OPDRACHTEN:
1. Neem uit het tekstfragment letterlijk over vanaf "4.1.2. Nalevingskosten" tot en met "misbruik te minimaliseren.".
2. Hoeveel bedragen volgens het tekstfragment de totale administratieve lasten voor alle ondernemers samen?

TEKSTFRAGMENT:
■ ■ ■

De administratieve lasten bestaan eruit dat ondernemers zich moeten melden bij RVO.nl en bepaalde gegevens moeten archiveren. Naar schatting zullen 2.800 ondernemers van de mogelijkheid gebruik maken om een hogere fosfaatgebruiksnorm toe te passen bij een hogere gewasopbrengst bij grond met fosfaattoestand neutraal. Het totaal aan administratieve lasten bedraagt ongeveer € 68.000 voor alle ondernemers samen.

4.1.2. Nalevingskosten

De nalevingskosten bestaan eruit dat omwille van de borging van de handhaafbaarheid van de mestregelgeving het noodzakelijk is dat er een accountantsverklaring wordt opgesteld of dat er een machtiging wordt afgegeven aan de afnemer van bepaalde gewassen om gegevens te verstrekken aan RVO.nl. Hiermee is beredeneerd gekozen voor de niet meest lastenarme variant om de kans op misbruik te minimaliseren.

De ondernemers die een accountantsverklaring moeten laten opstellen moeten dit grotendeels ook laten doen voor de opbrengstafhankelijke stikstofgebruiksnorm. De ondernemers die een machtiging moeten afgeven hebben dit al gedaan in het kader van de regeling neergelegd in artikel 28a van de Uitvoeringsregeling Meststoffenwet. Hieruit vloeien daarom geen extra nalevingslasten voort. Naar schatting zullen 140 ondernemers niet meedoen aan de opbrengstafhankelijke stikstofgebruiksnorm of de regeling van artikel 28a van de Uitvoeringsregeling Meststoffenwet, maar wel aan de opbrengstafhankelijke fosfaatgebruiksnorm en daarom een accountantsverklaring moeten laten opstellen. Het totaal aan nalevingslasten hierdoor bedraagt ongeveer € 32.000 voor alle ondernemers samen.

■ ■ ■

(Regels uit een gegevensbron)
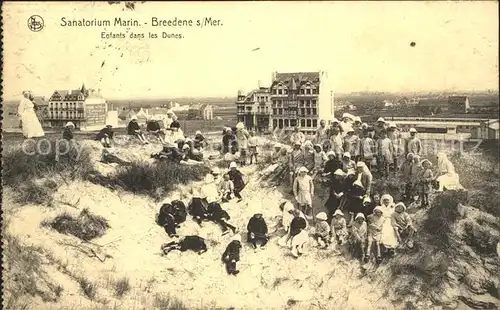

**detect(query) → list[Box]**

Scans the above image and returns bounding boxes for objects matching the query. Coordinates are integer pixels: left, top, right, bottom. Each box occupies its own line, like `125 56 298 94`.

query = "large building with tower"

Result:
236 71 334 134
45 85 108 130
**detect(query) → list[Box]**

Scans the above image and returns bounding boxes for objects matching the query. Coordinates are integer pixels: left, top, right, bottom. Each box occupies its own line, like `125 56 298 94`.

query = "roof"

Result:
448 96 468 104
271 72 320 89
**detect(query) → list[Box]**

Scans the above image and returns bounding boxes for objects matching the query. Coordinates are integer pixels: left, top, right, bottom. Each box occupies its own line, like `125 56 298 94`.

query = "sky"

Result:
2 1 498 100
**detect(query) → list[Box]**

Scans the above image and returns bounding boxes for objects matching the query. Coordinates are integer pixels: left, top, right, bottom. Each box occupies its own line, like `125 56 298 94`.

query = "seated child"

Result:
314 212 330 248
247 213 269 249
391 202 415 249
161 236 207 255
219 173 234 202
207 202 237 235
222 235 241 276
349 213 367 259
364 206 385 263
330 209 347 245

■ ■ ■

OPLOSSINGEN:
1.
4.1.2. Nalevingskosten

De nalevingskosten bestaan eruit dat omwille van de borging van de handhaafbaarheid van de mestregelgeving het noodzakelijk is dat er een accountantsverklaring wordt opgesteld of dat er een machtiging wordt afgegeven aan de afnemer van bepaalde gewassen om gegevens te verstrekken aan RVO.nl. Hiermee is beredeneerd gekozen voor de niet meest lastenarme variant om de kans op misbruik te minimaliseren.

2. Ongeveer € 68.000.